### Input rows
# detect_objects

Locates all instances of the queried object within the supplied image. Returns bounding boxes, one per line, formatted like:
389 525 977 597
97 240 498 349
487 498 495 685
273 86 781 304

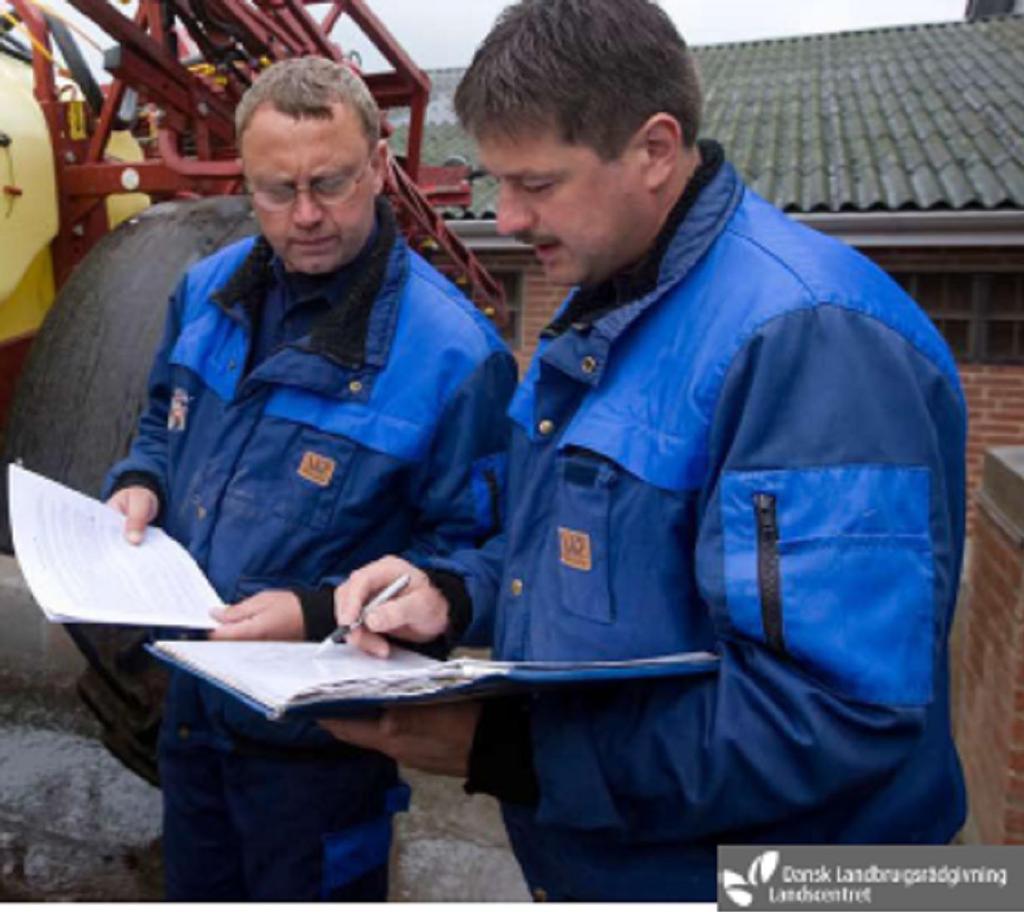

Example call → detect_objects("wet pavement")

### What the task asks
Write out all of the data above line for line, leaving out the picture.

### Solved problem
# detect_objects

Locates all instances of the queried object within the supplied image. Returns bounding boxes, one per line, formatted like:
389 525 977 597
97 240 498 349
487 498 495 685
273 86 781 304


Example call → detect_objects("wet pavement")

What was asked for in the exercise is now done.